--- Start of Listing ---
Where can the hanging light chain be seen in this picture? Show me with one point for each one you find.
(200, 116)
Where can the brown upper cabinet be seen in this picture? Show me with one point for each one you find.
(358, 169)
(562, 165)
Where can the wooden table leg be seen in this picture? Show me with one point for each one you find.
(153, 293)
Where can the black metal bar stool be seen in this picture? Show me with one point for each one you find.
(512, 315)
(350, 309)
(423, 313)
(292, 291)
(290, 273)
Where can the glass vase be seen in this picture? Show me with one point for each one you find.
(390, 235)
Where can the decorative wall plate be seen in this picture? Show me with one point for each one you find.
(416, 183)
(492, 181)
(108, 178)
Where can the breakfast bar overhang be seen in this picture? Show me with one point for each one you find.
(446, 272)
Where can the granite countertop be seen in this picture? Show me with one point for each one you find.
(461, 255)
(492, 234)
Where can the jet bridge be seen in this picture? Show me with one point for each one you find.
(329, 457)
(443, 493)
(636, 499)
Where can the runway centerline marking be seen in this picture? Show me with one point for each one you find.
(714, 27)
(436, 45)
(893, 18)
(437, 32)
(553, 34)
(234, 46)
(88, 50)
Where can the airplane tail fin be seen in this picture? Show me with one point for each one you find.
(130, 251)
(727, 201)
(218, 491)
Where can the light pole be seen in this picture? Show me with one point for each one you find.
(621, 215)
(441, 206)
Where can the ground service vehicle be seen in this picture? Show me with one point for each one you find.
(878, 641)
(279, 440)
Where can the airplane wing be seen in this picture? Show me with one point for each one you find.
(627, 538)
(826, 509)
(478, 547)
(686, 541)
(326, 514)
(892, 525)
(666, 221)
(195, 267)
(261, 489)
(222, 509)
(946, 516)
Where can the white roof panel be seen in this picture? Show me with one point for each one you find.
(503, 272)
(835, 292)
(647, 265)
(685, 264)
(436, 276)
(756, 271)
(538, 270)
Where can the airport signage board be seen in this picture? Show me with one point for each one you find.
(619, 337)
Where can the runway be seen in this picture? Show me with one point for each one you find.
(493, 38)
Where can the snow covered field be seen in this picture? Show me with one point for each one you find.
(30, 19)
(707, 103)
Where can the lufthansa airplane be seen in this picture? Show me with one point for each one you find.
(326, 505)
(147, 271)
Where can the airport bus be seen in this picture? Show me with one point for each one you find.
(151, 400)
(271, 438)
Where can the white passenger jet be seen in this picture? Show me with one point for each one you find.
--- End of Listing ---
◆ **Exercise**: Rescale the data from the line containing "Where can the white roof" through the end, inclusive, and reproduce every line of that span with its requests unchanged. Multiply each point coordinate in the answers by 1.15 and round to the nearest whole number, with halves rounded up.

◆ **Answer for the task**:
Where can the white roof panel be seen in this picture? Show me with one point for each one you find.
(578, 313)
(960, 336)
(744, 305)
(788, 304)
(501, 317)
(869, 312)
(619, 311)
Where can the airport signage board be seen in this picture? Show me with one point for each one you find.
(712, 388)
Where can the runway be seen in this picture? Show me with one point for each one you find.
(567, 44)
Where can the snow covered field be seen in this picture? Show me with one point for each one you find.
(35, 22)
(813, 118)
Where can the lufthansa airplane be seen in this picture? Show me with one point for each one you find.
(375, 581)
(169, 312)
Where can the airport bus be seen in this picture? Show me with one point for each one you find.
(174, 460)
(312, 504)
Where can the white passenger jet be seen in this picture? Show me with one point for each one you find.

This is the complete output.